Check each line of the entries below for the string "negative" and state how many lines have it, with no other text.

- _Data listing_
┏━━

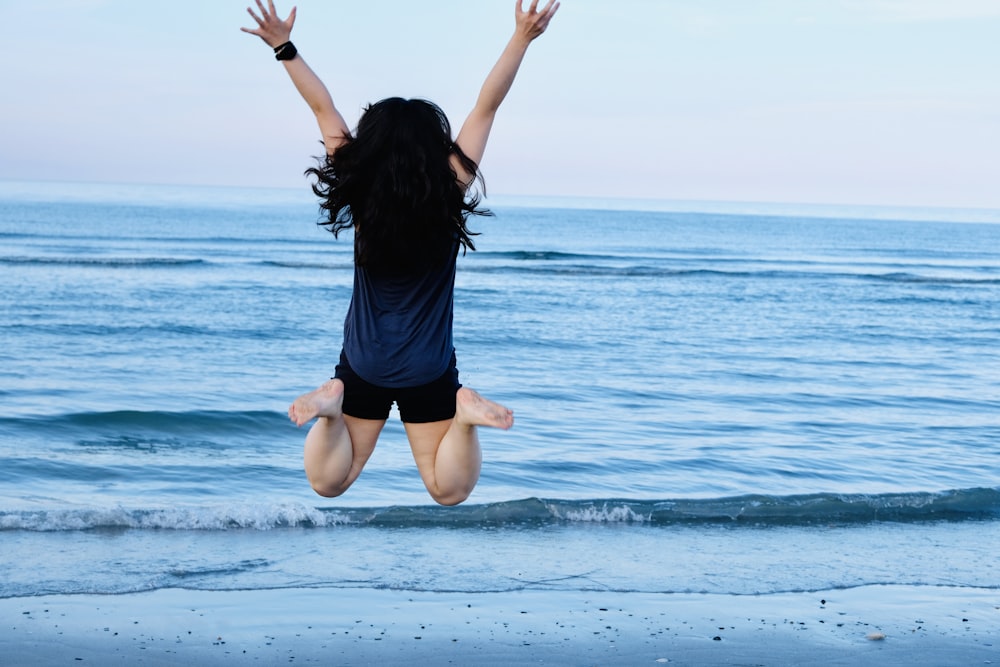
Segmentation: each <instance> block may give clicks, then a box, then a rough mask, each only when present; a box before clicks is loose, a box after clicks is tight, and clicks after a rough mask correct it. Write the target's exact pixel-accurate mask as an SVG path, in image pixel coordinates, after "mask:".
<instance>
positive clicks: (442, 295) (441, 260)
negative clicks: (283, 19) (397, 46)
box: [241, 0, 559, 505]
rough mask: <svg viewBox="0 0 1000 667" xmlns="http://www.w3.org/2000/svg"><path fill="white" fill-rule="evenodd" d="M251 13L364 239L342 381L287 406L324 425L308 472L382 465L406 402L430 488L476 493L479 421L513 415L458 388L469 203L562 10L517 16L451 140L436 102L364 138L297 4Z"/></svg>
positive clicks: (317, 422)
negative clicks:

┗━━

- _The answer_
2